### To-do list
[a] Answer these questions from the rural broadband passage below:
(i) About how many applications did the agency receive this week, according to Jonathan Sallett?
(ii) On what date are reply comments due?
(iii) To which kind of providers is the experiment open?
[b] Translate this sentence from the rural broadband passage into Spanish: "More detailed formal applications will be due later this year."

### Provided passage
[BEGIN]

The Federal Communications Commission asked for "expressions of interest" from applicants interested in using Connect America Fund subsidies for last mile rural broadband projects, promising to fund between $50 million and $100 million for a small number of them as part of its Internet Protocol (IP) transition program. According to the FCC’s Acting General Counsel Jonathan Sallett, the agency was deluged with nearly 1,000 applications this week.

While these are just "expressions of interest," the high volume of interest shows the pent up demand for broadband that exists in rural areas of the nation who lack broadband or have very slow Internet access (defined as speeds of 3 Mbps downstream and 768 kbps upstream). The next step is for comments to be filed in an FCC further notice of proposed rulemaking on rural broadband experiments, due on March 31, with reply comments due on April 14. After this comment round, the FCC staff will recommend a proposed budget for rural experiments along with selection criteria. The FCC’s five commissioners will then vote on whether to approve the proposal.

More detailed formal applications will be due later this year. It is expected that only a very small number of these rural broadband experiments will be approved in the third or fourth quarter of this year. This experiment is only open to non-incumbent providers of broadband services, including cable operators, competitive telecom providers, wireless Internet Service Providers, municipalities and others.

[END]

### Record extracts

[BEGIN]

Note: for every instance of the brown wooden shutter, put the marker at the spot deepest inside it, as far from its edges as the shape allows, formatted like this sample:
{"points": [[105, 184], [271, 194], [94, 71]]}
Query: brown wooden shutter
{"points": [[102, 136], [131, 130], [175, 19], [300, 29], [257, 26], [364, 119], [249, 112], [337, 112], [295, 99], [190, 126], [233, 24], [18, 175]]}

[END]
[BEGIN]

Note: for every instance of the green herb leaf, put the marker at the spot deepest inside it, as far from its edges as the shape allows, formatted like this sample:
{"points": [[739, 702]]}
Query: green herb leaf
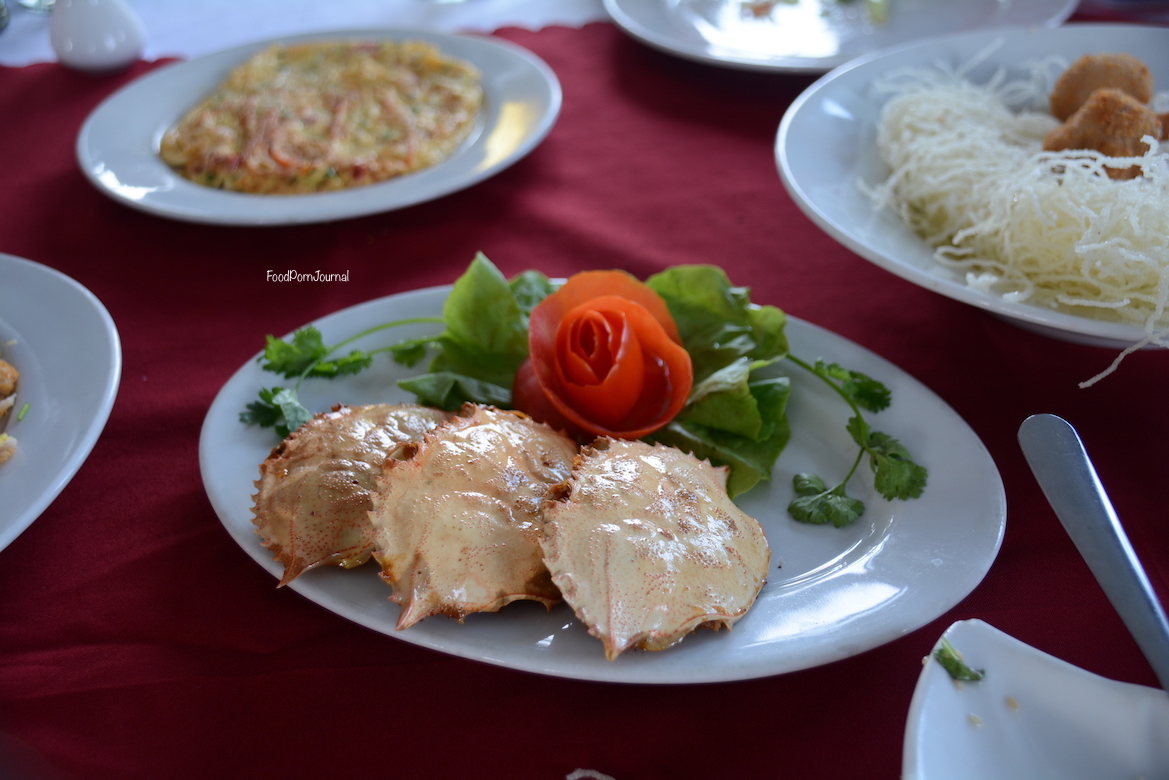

[END]
[BEGIN]

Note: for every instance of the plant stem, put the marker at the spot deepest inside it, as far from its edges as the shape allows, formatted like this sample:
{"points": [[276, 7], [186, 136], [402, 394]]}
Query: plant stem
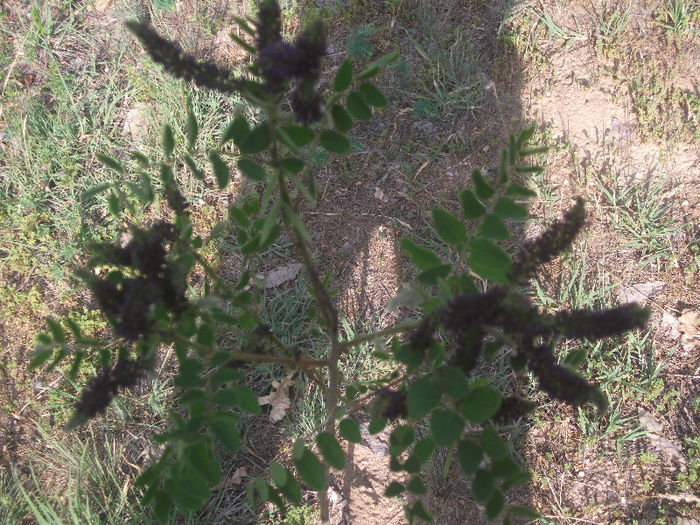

[END]

### Expected results
[a]
(i) Nearly 1,000.
(ii) April 14.
(iii) Non-incumbent providers of broadband services.

[b] Las solicitudes formales más detalladas deberán presentarse más adelante este año.